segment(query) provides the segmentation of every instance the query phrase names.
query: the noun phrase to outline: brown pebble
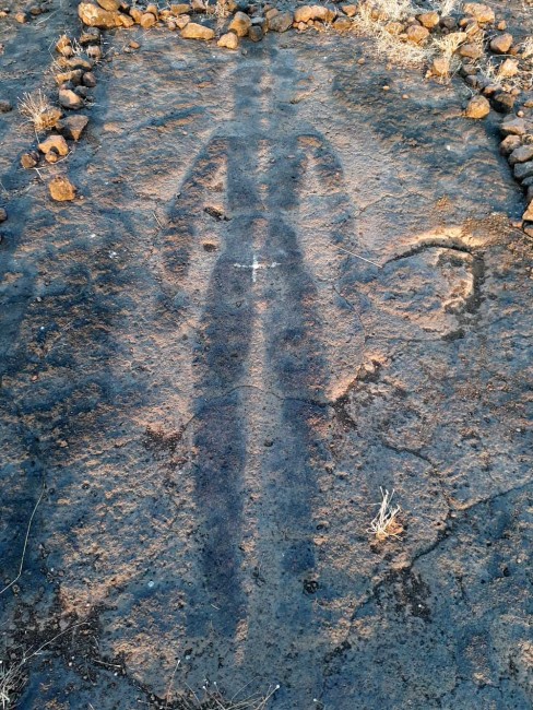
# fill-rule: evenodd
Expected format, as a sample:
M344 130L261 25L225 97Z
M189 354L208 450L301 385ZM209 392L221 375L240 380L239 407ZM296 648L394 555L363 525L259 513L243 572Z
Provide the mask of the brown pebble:
M88 88L94 88L96 86L96 76L93 74L92 71L86 71L83 74L82 82L84 86L87 86Z
M39 154L36 153L35 151L32 151L32 153L24 153L21 156L21 165L22 167L26 168L28 170L32 167L35 167L39 162Z
M66 177L56 177L48 184L50 197L56 202L66 202L75 198L75 187Z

**Task instructions:** Put each line of the data above into a numbered list, skipping any blank lines and leaving out the pictures.

**Solution to the problem:**
1. segment(query) provides the segmentation of every instance the query phrase names.
2. query: the noun phrase to outline: brown pebble
3. # fill-rule: evenodd
4. Expected format, as a sample:
5. M344 130L261 25L225 97Z
6. M189 354L208 450L301 385ZM209 392L221 375L240 380L239 407ZM296 648L394 555L363 525L259 513L243 572Z
7. Provide the mask of the brown pebble:
8. M88 88L94 88L96 86L96 76L93 74L92 71L86 71L83 74L82 82L84 86L87 86Z
9. M39 154L36 153L35 151L32 151L32 153L24 153L21 156L21 165L22 167L26 168L28 170L32 167L35 167L39 162Z
10. M66 177L56 177L48 184L50 197L56 202L66 202L75 198L75 187Z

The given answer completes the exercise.